> **Exercise description**: Return exactly, and only, the lines from the line containing "# paths use fill-rule evenodd" through the final line of the records below, both included.

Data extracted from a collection
--------

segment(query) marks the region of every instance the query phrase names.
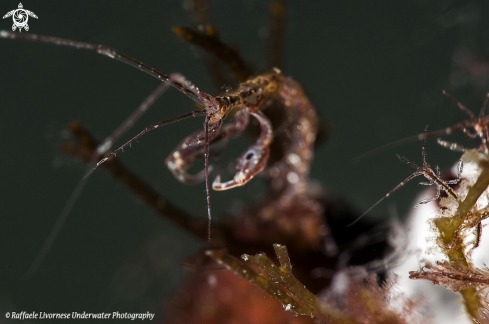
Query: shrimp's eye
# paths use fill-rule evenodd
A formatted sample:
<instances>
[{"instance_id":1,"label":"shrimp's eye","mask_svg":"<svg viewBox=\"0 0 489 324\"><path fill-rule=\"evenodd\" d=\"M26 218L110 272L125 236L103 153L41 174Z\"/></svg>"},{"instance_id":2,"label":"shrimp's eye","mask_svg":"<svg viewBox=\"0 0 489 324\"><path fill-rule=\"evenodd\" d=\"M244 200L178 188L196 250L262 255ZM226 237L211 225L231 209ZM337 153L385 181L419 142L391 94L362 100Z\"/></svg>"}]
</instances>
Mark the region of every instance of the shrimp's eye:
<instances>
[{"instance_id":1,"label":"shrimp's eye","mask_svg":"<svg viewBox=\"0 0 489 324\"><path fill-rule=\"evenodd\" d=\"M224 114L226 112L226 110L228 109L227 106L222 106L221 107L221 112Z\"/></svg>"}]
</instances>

--------

> **Result**:
# paths use fill-rule evenodd
A formatted sample:
<instances>
[{"instance_id":1,"label":"shrimp's eye","mask_svg":"<svg viewBox=\"0 0 489 324\"><path fill-rule=\"evenodd\" d=\"M26 218L110 272L125 236L103 153L41 174Z\"/></svg>"},{"instance_id":2,"label":"shrimp's eye","mask_svg":"<svg viewBox=\"0 0 489 324\"><path fill-rule=\"evenodd\" d=\"M244 200L178 188L196 250L262 255ZM226 237L211 225L231 209ZM337 153L385 181L419 142L391 94L362 100Z\"/></svg>"}]
</instances>
Mark the region of every instance of the shrimp's eye:
<instances>
[{"instance_id":1,"label":"shrimp's eye","mask_svg":"<svg viewBox=\"0 0 489 324\"><path fill-rule=\"evenodd\" d=\"M224 114L226 112L226 110L228 109L227 106L222 106L221 107L221 112Z\"/></svg>"}]
</instances>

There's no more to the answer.